TASK STATEMENT
Print each of the entries below verbatim, leaving out the pictures.

DATA FOR THE TASK

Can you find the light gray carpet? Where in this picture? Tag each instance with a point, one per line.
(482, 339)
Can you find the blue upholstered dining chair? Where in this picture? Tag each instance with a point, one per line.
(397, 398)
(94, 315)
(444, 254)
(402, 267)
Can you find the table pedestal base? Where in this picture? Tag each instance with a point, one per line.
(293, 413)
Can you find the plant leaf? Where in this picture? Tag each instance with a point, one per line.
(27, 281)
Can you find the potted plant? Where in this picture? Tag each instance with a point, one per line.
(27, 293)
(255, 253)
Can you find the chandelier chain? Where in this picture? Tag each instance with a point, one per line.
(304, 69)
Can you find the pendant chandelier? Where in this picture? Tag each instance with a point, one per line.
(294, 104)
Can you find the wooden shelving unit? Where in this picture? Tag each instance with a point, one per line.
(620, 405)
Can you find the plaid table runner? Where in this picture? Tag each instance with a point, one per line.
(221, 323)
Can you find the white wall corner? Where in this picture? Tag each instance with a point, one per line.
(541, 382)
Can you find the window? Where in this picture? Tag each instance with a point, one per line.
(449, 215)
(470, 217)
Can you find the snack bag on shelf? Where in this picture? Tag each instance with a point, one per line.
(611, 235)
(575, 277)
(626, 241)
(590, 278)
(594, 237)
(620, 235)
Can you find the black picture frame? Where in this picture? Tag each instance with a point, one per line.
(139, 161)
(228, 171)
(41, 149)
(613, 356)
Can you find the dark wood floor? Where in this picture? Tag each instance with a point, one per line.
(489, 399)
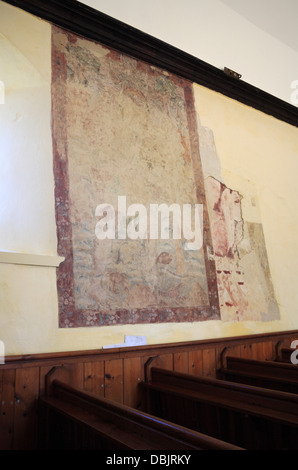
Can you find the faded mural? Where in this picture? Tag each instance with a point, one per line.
(124, 128)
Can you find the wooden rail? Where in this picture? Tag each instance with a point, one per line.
(113, 374)
(268, 374)
(72, 419)
(247, 416)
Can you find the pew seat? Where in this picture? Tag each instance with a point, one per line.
(72, 419)
(247, 416)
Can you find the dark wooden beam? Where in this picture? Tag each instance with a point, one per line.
(94, 25)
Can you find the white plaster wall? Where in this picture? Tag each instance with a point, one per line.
(28, 296)
(215, 33)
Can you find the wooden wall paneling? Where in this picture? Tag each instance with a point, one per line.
(114, 380)
(209, 362)
(181, 362)
(25, 410)
(196, 362)
(267, 351)
(94, 377)
(133, 373)
(7, 385)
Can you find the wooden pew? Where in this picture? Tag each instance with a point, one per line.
(285, 355)
(268, 374)
(72, 419)
(246, 416)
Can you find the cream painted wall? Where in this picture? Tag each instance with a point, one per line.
(217, 34)
(28, 296)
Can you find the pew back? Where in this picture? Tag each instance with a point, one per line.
(268, 374)
(70, 418)
(247, 416)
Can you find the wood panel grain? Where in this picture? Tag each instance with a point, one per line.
(25, 411)
(114, 380)
(94, 379)
(7, 386)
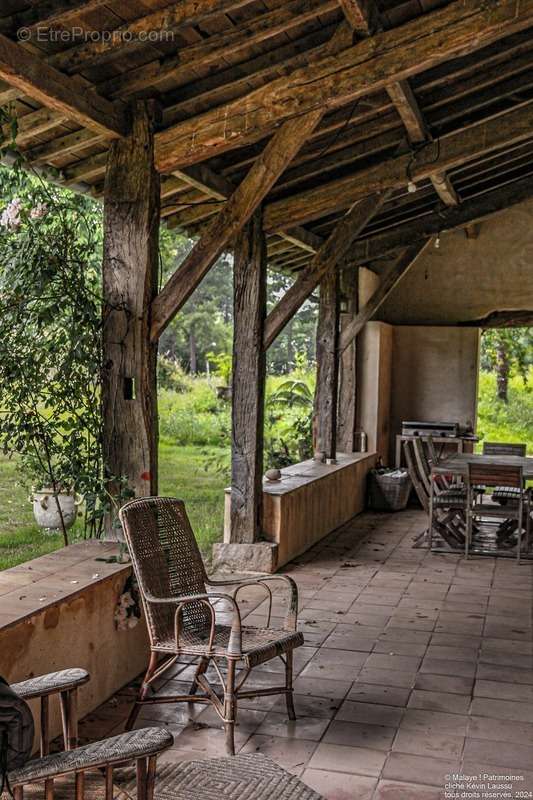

CORRECT RESPONSE
Can you find the light gray carpet? Where in this picture? Tag each instance with a point, one per line.
(482, 339)
Can you find the blue upholstered dining chair? Where in this picture? Tag each instance with a point, one per line.
(397, 398)
(94, 315)
(444, 254)
(402, 267)
Can you find the table pedestal base? Where in this picture? Tag each instance with a point, one per line.
(293, 413)
Can you find the plant leaf? Where in this picture? Tag each instance with a point, one per line.
(27, 281)
Can you find the potted plant? Where in this picture? Tag each instance with a point, one per line.
(27, 293)
(255, 253)
Can you find the chandelier chain? Where in this picture? Tag each instance with a point, one per line.
(304, 69)
Can you find the pendant chandelier? Where in this picture? Tag each instance with a point, one per line.
(294, 104)
Can you find the wooden shelving unit? Where in this picture? Tag each instance with a point, one per line.
(620, 405)
Can you find the plaid table runner? Where in this picture? Tag each instance with a point, one per line.
(221, 323)
Can you find the white wall corner? Where in this picture? Tag each instance with a point, one per line.
(541, 382)
Can you find the window? Where in this picture? Tag each instance with a point, one per line.
(449, 215)
(470, 217)
Can you find the snack bag on shelf? Where in this picture? Tag each instance with a point, one per line.
(611, 235)
(575, 277)
(626, 241)
(590, 278)
(594, 237)
(620, 235)
Can you find the black picture frame? Where in this picture? Tag each instance with a point, one per line.
(139, 161)
(228, 171)
(41, 149)
(613, 356)
Can you find the dark wood floor? Where in this picture? Tag each instance with a point, one per line.
(489, 399)
Can you find the faded mural? Where in this picture? Tag each instance with a point, one per line.
(124, 128)
Can you find the wooden rail? Where in this picture? Tag each instance with a point, one per line.
(113, 374)
(268, 374)
(72, 419)
(247, 416)
Can you find the pew seat? Where in this picture? Tag each instance with a point, one per line.
(72, 419)
(247, 416)
Can you find the dark wooden beam? Where in this picture? Tag each instance with a point, one per line.
(94, 25)
Can you find the white plaster wall? Where in this picture? Tag each instance with a point, one per line.
(28, 296)
(215, 33)
Can you find the wooden wall paneling? Where in this picture? Tag each instance with a point, one per line.
(114, 380)
(209, 362)
(181, 362)
(25, 410)
(196, 362)
(267, 351)
(94, 377)
(133, 373)
(7, 385)
Can you find the wooden pew? Where in this picture? Tag each instance with a point, one per line.
(285, 355)
(268, 374)
(72, 419)
(246, 416)
Can you find the cream painted wall? Where in this picture? Tag each instance with a point, one per line.
(217, 34)
(28, 296)
Can you find the pew back? Where in this picture? Tag each instance with a point, one per line.
(268, 374)
(70, 418)
(247, 416)
Can you find the wood panel grain? Where in this picture? Tag each instance with a point, one per line.
(25, 411)
(114, 380)
(94, 379)
(7, 386)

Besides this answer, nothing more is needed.